## TEKST
··········

Minister, uit eerder opgevraagde cijfers blijkt het aantal meldingen voor dit meldpunt laag te zijn, maar het biedt de inspectiedienst wel de verwachte informatie. Besluit u uit het laag aantal meldingen dat er minder problemen zijn? Of gebruiken de dierenartsen het meldpunt niet voldoende? Of is er een andere oorzaak? Hoe evalueert u het centraal meldpunt voor dierenartsen na twee jaar?
Minister Weyts heeft het woord.
Het meldpunt wordt inderdaad niet overrompeld, integendeel. Daaruit concluderen dat het aantal problemen daalt, zou ik wel willen, maar dat lijkt met toch wat voorbarig. Anderzijds betekent het ook niet dat het meldpunt zijn doel voorbijschiet. Integendeel, zeker sinds Dierenwelzijn een Vlaamse bevoegdheid is, is er een zeer groot aantal klachten en meldingen allerhande. Ik ken de cijfers niet uit het hoofd, maar dat aantal is, geloof ik, gestegen met bijna 150 procent. De administratie heeft dus wel wat werk om het kaf van het koren te scheiden, want er zit ook wel kaf tussen. Het afzonderlijke kanaal van het meldpunt voor dierenartsen zorgt er natuurlijk voor dat via die weg al een schifting kan gebeuren. Met de klachten die via dat meldpunt binnenkomen, gaan we natuurlijk onmiddellijk aan de slag. Daarvoor moet geen voorafgaande screening gebeuren om het kaf van het koren te scheiden. Daarvoor kunnen we onmiddellijk optreden. Dat is waardevolle informatie die bijdraagt tot het identificeren van kwekerijen waar er problemen zijn. Daardoor kunnen we gerichter controleren.
Doordat het aantal meldingen via het meldpunt beperkt blijft, gaat het identificeren van probleemkwekerijen iets minder snel, maar we mogen niet vergeten dat de strijd tegen de problemen in de hondenhandel niet verloren is, integendeel. Het meldpunt is maar een van de instrumenten die we hebben. Er zijn ook de meldingen van particulieren en daarnaast zijn er de onaangekondigde inspecties door de inspectiedienst van Dierenwelzijn, die verdubbeld zijn in aantal. Daardoor kunnen we een kordaat en krachtdadig controlebeleid blijven voeren.

··········

Vormannotaties
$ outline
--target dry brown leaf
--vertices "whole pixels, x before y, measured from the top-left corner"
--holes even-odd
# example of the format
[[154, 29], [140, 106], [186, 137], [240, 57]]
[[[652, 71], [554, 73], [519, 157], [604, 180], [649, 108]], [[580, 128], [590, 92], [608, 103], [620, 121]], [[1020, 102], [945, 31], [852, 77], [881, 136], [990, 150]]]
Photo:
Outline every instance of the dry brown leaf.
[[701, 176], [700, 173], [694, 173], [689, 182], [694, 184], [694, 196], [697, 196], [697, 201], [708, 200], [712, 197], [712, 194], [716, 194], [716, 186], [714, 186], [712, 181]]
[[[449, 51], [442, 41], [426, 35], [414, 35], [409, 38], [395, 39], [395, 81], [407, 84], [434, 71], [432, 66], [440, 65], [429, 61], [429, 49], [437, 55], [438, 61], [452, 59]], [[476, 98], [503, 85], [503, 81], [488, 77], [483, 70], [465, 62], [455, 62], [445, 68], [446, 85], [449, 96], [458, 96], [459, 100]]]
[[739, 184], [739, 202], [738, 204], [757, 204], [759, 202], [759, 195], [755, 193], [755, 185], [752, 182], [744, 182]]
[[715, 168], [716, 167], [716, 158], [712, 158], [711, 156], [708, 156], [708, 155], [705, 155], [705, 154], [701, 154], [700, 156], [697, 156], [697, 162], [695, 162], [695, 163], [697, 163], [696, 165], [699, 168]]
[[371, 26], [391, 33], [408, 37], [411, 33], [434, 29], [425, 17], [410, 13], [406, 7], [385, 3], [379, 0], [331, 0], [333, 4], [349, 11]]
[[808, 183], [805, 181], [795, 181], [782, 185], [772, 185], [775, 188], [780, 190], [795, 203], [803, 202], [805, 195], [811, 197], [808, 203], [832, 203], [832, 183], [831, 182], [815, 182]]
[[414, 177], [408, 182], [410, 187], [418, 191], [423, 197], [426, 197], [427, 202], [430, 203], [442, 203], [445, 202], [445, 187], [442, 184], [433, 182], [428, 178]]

··········

## OPDRACHT 1
Welke instrumenten tegen de problemen in de hondenhandel noemt de minister in de tekst over het meldpunt voor dierenartsen? Geef ze allemaal.
## OPDRACHT 2
Neem uit de tekst over het meldpunt voor dierenartsen woord voor woord over van "Minister, uit eerder" tot "heeft het woord.".

## JUISTE ANTWOORD 1
- het meldpunt voor dierenartsen
- de meldingen van particulieren
- de onaangekondigde inspecties door de inspectiedienst van Dierenwelzijn

## JUISTE ANTWOORD 2
Minister, uit eerder opgevraagde cijfers blijkt het aantal meldingen voor dit meldpunt laag te zijn, maar het biedt de inspectiedienst wel de verwachte informatie. Besluit u uit het laag aantal meldingen dat er minder problemen zijn? Of gebruiken de dierenartsen het meldpunt niet voldoende? Of is er een andere oorzaak? Hoe evalueert u het centraal meldpunt voor dierenartsen na twee jaar?
Minister Weyts heeft het woord.